==== Passage to read ====

Sunday, July 12, 2009


Back to the Roots: Tilling the Ground for a New Game Idea

This is a game that most certainly started with the theme: farming in the Midwest of America where I grew up, where the 1-mile-square fields of different crops look like traditional game board from an airplane.

My mother grew up on a farm, and I spent plenty of time in my childhood with my grandparents and uncle there. Planting and harvesting crops seemed like an intriguing theme for a game, especially when factoring in “crop rotation”, in which fields are planted with different crops year after year. I was interested more in designing a family game, however, something that my Iowa relatives would enjoy playing, and so I had to abstract the theme quite a bit in order to keep the rules accessible.

The Seeds are Planted

My first step was to design a board of squares with five different crops represented. Then I added domino-style tiles with two different crops on each. Players had a hand of these tiles to place on the board and form larger “fields” or chains of the same crop. But due to crop rotation, a player could never cover a crop with a tile of the same crop. The stacking of the tiles also necessitated a second placing rule, which is fairly intuitive: new tiles could not be placed over fields on different levels.

This starting framework was still one-dimensional, and very dependent on a good tile draw. More options for the players were necessary. The next layer, then, was the one or two “barnyard points” printed on each square of each tile. These allowed players to advance on a track matching that type of crop. Reaching a certain point with the markers on the track allowed a player to place a barn on the board and reserve a nicely-developed field of crops for herself. Each player had one of these “development tracks” on a player mat in front of him.

Cultivating the Design

I finally play-tested the game with friend and designer Bernd Eisenstein and his girlfriend, and they were both very enthusiastic. After testing it further, however, it seemed that the barnyard tracks could offer more than just the opportunity to place the barns—they could also increase the competition in the game by providing a race to the top of each track for bonus points. These bonus tiles became the “livestock” and rewarded the first player to reach them with extra points, while the second-place player received a lesser amount.

Now that there was competition involved, it made sense to put these tracks on the board so that players could compare their positions at a glance. To make the turns more interesting, I then made it necessary for the players to choose between these barnyard points and the harvest points (or victory points) for each field.

I also added one single-square tile of each crop for each player to use at any point during the game to allow greater flexibility, in case a player could not draw the tile she needed at an important time, and also useful in “leveling out” two fields to make it possible to place a double tile there.

I was finally ready to let the “experts” in our weekly game group try it out, namely Hartmut Kommerell, Thorsten Gimmler and Andrea Meyer. I was a bit nervous, as this was only the second prototype I had ever taken to the group, where they were always playing each other’s prototypes. But it was received well again, and I had more valuable feedback to tweak the design and the courage to bring it back to the group regularly to play-test.

The last major changes in the design were the result of their feedback: randomizing the bonus Livestock Tiles a bit (but still awarding the more valuable ones to the fastest player) and keeping them hidden until the end of the game. This kept the winner of the game in doubt, adding tension and keeping the last round from slowing down too much, as players calculated and re-calculated their scores to see how they could best take the lead or keep it. And I also added an “End of Game” tile which made the timing of the final round unknown to the players.

==== Extracted entries ====

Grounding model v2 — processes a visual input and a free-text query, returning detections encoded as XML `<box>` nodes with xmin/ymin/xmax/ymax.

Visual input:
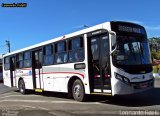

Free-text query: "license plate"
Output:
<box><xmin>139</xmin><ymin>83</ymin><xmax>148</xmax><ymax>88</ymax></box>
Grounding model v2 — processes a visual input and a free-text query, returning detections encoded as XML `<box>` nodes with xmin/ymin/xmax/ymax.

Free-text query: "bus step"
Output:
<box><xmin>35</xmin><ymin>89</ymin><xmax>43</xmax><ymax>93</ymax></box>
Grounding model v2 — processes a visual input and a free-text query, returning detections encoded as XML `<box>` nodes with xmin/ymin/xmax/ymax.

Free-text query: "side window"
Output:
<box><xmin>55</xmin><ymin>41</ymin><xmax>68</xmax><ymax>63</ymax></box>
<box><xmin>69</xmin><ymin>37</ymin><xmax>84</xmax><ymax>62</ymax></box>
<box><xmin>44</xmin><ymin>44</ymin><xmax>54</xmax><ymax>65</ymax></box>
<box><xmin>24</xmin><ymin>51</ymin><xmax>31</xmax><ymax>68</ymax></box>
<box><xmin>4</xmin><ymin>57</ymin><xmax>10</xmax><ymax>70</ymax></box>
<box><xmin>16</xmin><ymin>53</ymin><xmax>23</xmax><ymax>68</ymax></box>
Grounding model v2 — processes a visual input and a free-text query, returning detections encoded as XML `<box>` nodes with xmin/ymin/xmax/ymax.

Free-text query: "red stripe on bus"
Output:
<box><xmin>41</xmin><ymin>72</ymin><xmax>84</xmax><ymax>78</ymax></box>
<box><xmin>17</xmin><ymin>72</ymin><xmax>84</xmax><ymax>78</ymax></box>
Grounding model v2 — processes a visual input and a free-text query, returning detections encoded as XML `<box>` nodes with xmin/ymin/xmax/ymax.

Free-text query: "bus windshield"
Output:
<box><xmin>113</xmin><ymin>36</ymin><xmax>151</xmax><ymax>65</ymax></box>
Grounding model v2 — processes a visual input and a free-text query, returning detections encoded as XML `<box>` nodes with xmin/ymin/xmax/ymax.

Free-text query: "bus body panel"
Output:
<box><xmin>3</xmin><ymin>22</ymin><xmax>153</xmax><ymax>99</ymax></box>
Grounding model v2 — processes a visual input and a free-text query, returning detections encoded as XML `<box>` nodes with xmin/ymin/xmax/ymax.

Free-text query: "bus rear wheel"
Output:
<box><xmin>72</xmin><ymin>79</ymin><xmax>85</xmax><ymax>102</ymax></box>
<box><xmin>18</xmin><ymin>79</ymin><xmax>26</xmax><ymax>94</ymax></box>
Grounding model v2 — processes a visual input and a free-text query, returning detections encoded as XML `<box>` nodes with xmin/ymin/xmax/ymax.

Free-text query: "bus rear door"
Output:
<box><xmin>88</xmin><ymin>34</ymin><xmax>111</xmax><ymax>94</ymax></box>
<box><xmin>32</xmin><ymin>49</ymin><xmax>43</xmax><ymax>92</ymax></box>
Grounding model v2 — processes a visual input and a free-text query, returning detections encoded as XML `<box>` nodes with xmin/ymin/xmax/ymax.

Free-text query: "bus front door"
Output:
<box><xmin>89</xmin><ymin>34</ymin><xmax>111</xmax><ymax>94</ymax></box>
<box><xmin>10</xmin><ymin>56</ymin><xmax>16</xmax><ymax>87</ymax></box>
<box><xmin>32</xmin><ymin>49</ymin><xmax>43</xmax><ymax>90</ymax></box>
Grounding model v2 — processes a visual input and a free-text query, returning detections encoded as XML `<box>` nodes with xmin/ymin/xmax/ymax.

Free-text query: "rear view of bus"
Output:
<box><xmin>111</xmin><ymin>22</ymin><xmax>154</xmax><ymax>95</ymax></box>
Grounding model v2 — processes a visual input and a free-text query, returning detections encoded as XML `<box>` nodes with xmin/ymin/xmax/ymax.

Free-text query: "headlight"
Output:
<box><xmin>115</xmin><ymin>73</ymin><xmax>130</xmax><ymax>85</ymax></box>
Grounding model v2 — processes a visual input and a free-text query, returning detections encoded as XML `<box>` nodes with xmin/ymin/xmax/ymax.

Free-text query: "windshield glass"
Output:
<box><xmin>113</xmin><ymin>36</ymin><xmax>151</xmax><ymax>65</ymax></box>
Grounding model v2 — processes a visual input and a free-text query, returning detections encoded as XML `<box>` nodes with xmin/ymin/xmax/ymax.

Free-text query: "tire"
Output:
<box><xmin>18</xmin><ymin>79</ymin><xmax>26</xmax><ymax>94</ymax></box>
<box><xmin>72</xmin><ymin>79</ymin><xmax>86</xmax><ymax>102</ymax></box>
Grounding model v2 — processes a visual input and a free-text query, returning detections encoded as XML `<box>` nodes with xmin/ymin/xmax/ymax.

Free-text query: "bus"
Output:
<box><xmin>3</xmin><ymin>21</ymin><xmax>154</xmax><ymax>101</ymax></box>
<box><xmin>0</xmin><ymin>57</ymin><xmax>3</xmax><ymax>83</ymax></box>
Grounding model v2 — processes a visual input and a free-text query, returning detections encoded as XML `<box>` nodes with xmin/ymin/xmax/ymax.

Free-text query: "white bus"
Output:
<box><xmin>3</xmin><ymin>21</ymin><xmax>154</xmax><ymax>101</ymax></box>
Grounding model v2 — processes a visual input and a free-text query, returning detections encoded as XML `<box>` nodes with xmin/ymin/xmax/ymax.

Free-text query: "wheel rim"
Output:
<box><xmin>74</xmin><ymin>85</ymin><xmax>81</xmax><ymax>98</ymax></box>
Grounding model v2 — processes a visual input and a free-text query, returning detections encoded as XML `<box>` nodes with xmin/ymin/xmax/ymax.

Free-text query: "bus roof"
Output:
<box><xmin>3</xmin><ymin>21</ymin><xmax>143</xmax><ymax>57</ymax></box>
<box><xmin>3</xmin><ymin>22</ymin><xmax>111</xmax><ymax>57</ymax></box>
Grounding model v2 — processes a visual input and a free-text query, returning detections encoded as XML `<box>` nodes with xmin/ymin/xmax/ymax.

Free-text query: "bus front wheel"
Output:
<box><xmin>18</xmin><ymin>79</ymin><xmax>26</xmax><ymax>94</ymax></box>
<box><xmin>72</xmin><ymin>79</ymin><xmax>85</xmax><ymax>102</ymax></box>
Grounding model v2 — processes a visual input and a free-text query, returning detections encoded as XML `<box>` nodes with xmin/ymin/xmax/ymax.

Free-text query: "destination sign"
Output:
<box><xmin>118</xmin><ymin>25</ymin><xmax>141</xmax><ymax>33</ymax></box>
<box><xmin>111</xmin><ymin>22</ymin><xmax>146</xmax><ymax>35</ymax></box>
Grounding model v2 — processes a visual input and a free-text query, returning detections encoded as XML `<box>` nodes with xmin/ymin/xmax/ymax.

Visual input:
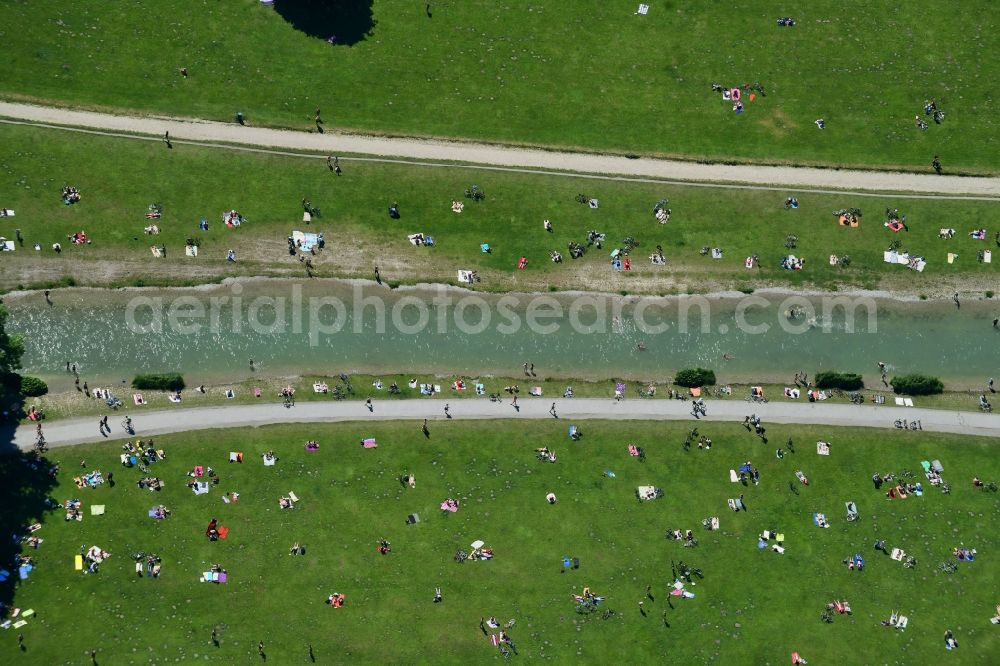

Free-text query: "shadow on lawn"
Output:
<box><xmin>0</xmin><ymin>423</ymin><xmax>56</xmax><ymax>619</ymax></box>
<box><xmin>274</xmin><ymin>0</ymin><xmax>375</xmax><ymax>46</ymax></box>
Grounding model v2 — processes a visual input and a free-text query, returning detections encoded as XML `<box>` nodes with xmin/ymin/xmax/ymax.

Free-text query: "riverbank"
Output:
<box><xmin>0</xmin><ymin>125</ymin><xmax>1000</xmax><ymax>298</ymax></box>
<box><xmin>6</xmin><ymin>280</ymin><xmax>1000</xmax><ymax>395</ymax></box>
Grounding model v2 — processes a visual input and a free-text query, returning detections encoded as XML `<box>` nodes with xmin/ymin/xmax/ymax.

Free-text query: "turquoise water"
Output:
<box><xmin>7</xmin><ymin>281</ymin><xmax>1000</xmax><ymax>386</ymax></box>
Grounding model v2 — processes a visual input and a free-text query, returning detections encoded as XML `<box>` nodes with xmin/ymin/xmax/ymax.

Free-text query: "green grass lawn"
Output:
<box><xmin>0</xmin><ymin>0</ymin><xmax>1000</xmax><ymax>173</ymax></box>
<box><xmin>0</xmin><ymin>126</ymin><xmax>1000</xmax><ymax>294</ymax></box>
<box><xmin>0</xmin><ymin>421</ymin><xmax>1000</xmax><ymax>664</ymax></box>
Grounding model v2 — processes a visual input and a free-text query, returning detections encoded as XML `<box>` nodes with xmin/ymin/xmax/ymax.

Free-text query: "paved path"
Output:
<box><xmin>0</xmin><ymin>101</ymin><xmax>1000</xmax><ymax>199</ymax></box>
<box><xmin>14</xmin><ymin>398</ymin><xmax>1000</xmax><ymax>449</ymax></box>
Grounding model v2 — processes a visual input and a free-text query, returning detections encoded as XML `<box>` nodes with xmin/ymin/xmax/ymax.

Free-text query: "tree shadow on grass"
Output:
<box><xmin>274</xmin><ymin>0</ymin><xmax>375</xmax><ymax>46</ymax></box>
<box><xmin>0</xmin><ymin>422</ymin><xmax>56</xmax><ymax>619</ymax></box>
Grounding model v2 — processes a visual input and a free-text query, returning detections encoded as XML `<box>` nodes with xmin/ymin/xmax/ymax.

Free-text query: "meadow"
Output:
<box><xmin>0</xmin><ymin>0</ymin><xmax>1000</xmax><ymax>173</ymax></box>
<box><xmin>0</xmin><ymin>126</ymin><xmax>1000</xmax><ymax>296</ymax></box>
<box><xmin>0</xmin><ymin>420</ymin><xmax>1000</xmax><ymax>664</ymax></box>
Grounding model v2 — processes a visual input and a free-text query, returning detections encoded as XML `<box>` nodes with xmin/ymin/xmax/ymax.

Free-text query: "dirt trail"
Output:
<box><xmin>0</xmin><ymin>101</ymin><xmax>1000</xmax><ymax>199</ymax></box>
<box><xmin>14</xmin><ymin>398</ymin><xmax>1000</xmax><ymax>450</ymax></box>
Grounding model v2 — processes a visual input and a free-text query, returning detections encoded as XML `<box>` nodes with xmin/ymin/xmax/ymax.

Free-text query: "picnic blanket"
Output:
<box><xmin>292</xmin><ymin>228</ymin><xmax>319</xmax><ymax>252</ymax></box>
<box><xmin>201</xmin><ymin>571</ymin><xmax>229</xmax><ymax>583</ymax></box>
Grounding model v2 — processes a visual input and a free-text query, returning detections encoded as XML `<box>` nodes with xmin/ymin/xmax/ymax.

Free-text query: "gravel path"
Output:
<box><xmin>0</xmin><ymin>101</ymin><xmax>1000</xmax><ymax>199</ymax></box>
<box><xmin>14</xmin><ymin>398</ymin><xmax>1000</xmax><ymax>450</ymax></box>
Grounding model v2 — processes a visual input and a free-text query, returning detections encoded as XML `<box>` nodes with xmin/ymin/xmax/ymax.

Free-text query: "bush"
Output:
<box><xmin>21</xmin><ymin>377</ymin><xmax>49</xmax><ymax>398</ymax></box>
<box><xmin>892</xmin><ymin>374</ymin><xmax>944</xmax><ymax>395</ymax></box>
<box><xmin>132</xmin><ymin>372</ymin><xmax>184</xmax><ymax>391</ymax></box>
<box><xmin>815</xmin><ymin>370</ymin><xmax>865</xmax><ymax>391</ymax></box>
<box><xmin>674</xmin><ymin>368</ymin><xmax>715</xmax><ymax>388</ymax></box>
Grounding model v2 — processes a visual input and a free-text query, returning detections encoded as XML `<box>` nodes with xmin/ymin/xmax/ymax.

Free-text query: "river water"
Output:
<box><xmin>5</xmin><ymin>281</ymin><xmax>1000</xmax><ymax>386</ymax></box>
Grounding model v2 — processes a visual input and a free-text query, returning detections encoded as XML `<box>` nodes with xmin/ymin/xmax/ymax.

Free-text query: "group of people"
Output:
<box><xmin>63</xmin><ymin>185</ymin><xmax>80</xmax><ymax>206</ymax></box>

====

Stated problem 1 =
In two sentences, what does the post about designing a farming board game describe?
Stated problem 2 =
Write the next part of the post about designing the farming board game, picking up after its final sentence.

Task answer 1 =
The game drew on Midwest farming and began with a board of five crops and domino-style tiles that players placed to form fields, with a crop-rotation rule that no crop could cover the same crop. Barnyard points let players advance on tracks to place barns, and play-testing turned those tracks into a race for Livestock bonus tiles, later randomized and hidden until the end, while an End of Game tile made the timing of the final round unknown.

Task answer 2 =
Harvest Time

That summer I traveled to the Game Designer’s Convention in Göttingen for the first time with Hartmut, and, with his help, I was able to demo the game to several publishers who all wanted copies of the prototype afterwards. Several months later, Pegasus Spiele offered me my first game contract. Their intention was originally to publish it the following year, but several things slowed down the process.

First, they were considering producing the game in a more abstract, all-wood edition, but the prototypes received from China were not of the quality they had wanted. I was not terribly disappointed, as I preferred the more thematic approach of artwork on cardboard (perhaps I’m too “old school”) and even suggested acquiring the rights to Iowa artist Grant Wood’s famous painting “American Gothic” for the box cover.

Soon after that, a new developer at Pegasus got involved with the design and worked together with me to further tweak the game. During that time, we went ahead instead with my card game “Circus Maximus,” opting to continue developing “Heartland” until it was as good as we could make it. Then they decided on a much more German name, a play on words with the German expression (and German title of the film “A Few Good Men”) and farming terminology. “Herzland” was a term once used by Hitler to describe Russia’s bread basket, a taboo the game certainly did not need.

Still, the artwork is clearly rural America, and it has honestly been a relief to finally get the project “out the door” and into the market after all this time. I feel that the finished publication is worth the wait.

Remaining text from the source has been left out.